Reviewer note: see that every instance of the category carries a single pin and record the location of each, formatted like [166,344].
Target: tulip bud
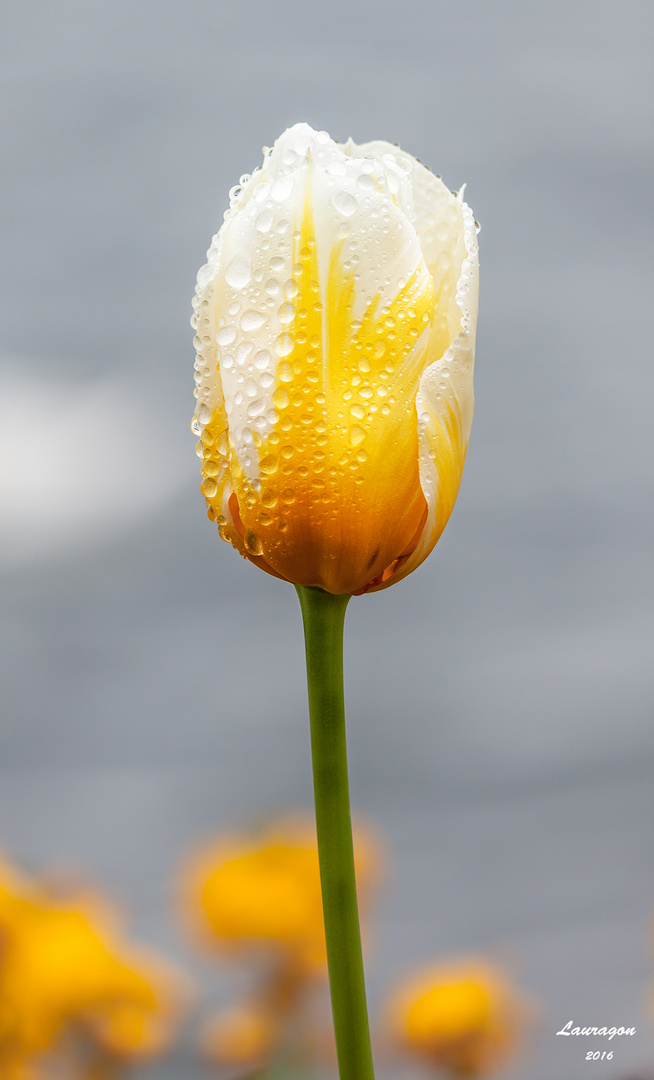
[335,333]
##########
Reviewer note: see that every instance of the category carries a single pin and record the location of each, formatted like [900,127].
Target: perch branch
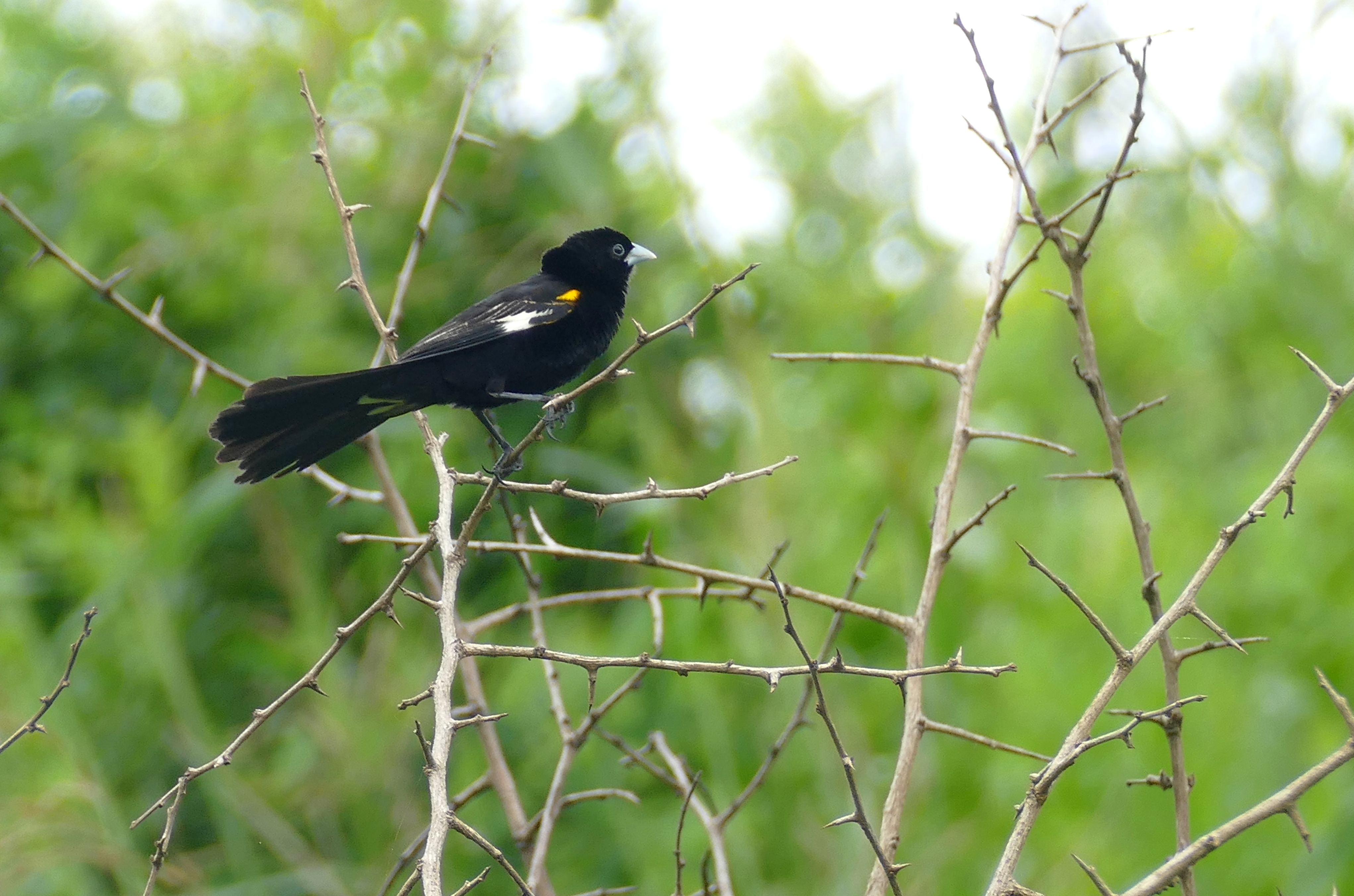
##########
◆ WHAT IS EXPECTED
Count how many lines in the items above contain the string "category", treating uppercase and lowercase as different, and reply with the number alone.

◆ WRITTEN ANSWER
2